**DIRECTIONS FOR THIS TASK:** Print every entry exactly as written.

─── ENTRIES SHOWN

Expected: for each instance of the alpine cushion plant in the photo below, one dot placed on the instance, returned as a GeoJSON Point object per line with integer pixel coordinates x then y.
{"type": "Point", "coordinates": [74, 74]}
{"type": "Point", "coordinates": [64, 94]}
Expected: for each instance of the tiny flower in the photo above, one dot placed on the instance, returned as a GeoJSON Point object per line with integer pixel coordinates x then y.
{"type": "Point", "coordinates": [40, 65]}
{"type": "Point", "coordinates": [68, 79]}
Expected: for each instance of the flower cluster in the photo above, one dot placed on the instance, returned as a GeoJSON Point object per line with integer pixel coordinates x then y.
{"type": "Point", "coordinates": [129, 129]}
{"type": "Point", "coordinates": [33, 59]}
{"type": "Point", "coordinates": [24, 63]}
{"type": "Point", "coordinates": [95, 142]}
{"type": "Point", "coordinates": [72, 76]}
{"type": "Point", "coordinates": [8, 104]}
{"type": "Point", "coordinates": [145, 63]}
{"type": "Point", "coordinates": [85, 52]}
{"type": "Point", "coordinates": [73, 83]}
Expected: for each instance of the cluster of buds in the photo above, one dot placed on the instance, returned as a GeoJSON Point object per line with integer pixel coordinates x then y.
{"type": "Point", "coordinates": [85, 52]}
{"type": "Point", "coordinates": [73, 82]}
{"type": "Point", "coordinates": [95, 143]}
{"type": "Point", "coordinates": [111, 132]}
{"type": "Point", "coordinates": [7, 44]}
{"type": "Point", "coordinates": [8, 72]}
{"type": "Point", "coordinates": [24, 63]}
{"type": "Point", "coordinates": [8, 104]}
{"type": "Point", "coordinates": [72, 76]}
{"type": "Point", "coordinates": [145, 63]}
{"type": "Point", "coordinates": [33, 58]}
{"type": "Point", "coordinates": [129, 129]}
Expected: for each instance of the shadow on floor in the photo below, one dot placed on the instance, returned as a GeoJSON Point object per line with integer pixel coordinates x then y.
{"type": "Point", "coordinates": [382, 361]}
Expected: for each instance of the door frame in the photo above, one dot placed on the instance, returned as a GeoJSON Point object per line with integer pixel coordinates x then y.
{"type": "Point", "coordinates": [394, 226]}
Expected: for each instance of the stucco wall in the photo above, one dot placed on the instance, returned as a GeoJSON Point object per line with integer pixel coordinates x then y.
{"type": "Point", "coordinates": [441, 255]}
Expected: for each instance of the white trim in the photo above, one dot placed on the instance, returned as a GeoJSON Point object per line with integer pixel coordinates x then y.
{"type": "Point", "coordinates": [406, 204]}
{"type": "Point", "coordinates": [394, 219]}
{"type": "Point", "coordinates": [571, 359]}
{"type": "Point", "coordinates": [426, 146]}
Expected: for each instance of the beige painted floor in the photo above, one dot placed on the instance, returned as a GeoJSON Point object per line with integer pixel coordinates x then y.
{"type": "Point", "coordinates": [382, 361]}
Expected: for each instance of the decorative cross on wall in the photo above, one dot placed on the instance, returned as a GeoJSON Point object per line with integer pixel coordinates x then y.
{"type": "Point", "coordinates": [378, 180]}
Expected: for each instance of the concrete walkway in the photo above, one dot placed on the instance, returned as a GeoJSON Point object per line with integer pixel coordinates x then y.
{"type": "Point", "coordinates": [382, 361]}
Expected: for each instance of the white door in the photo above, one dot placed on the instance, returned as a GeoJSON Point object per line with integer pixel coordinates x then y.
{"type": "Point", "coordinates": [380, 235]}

──────

**SOLUTION:**
Expected: for each instance of the alpine cushion plant in the photo below, one dot placed on the instance, returned as a GeoJSON Point object per line with integer pixel coordinates x then y.
{"type": "Point", "coordinates": [74, 74]}
{"type": "Point", "coordinates": [64, 94]}
Expected: for each instance of the tiny flower in the photo above, one dot placed on the instance, returned as a GeoJSON Point object per line with integer pixel coordinates x then y.
{"type": "Point", "coordinates": [40, 65]}
{"type": "Point", "coordinates": [68, 79]}
Expected: for each instance of the flower cluster in the photo above, one dot placed on the instance, returned as a GeoJSON Point object per line with integer pixel coordinates x then y.
{"type": "Point", "coordinates": [129, 129]}
{"type": "Point", "coordinates": [33, 59]}
{"type": "Point", "coordinates": [24, 63]}
{"type": "Point", "coordinates": [95, 142]}
{"type": "Point", "coordinates": [72, 76]}
{"type": "Point", "coordinates": [8, 104]}
{"type": "Point", "coordinates": [145, 63]}
{"type": "Point", "coordinates": [85, 52]}
{"type": "Point", "coordinates": [73, 83]}
Expected: for each instance of the cluster of buds in the photo above, one dot placed on the instance, returned as a GeoJSON Point object per line with integer pixel coordinates x then y.
{"type": "Point", "coordinates": [85, 52]}
{"type": "Point", "coordinates": [73, 82]}
{"type": "Point", "coordinates": [95, 143]}
{"type": "Point", "coordinates": [111, 132]}
{"type": "Point", "coordinates": [7, 44]}
{"type": "Point", "coordinates": [8, 72]}
{"type": "Point", "coordinates": [24, 63]}
{"type": "Point", "coordinates": [8, 104]}
{"type": "Point", "coordinates": [72, 76]}
{"type": "Point", "coordinates": [145, 63]}
{"type": "Point", "coordinates": [33, 58]}
{"type": "Point", "coordinates": [129, 129]}
Expected: for each instance of the shadow on floor in the photo below, one dot placed on the instance, returned as a GeoJSON Point object per line with integer pixel coordinates x then y.
{"type": "Point", "coordinates": [382, 361]}
Expected: for each instance of the door frame in the photo above, one dot placed on the instance, returned as a GeoJSON Point object per line with integer pixel coordinates x then y.
{"type": "Point", "coordinates": [394, 226]}
Expected: for each instance of the stucco wall in the photo above, one dot placed on the instance, returned as a GeoJSON Point object per line with integer pixel coordinates x then y.
{"type": "Point", "coordinates": [441, 255]}
Expected: for each instance of the white trim in the photo above, one dot placed on the instance, returned as a GeoJSON Point object per line with integer pixel coordinates x then y.
{"type": "Point", "coordinates": [406, 204]}
{"type": "Point", "coordinates": [394, 219]}
{"type": "Point", "coordinates": [571, 359]}
{"type": "Point", "coordinates": [426, 146]}
Expected: for each instance of the beige painted floor in the photo above, one dot placed on the instance, returned as a GeoJSON Point object per line with integer pixel coordinates x then y.
{"type": "Point", "coordinates": [382, 361]}
Expected: for each instance of the decorative cross on wall in the photo above, one dot placed on the instance, returned as a GeoJSON Point object per line with integer pixel coordinates x then y.
{"type": "Point", "coordinates": [378, 180]}
Expected: for each instance of the concrete walkway in the photo above, one dot placed on the instance, returned as a GeoJSON Point object per line with integer pixel coordinates x then y.
{"type": "Point", "coordinates": [382, 361]}
Expected: for each instance of the white door in the photo above, one dot placed on the instance, returned as a GeoJSON Point object per line with integer pixel coordinates x then y.
{"type": "Point", "coordinates": [380, 235]}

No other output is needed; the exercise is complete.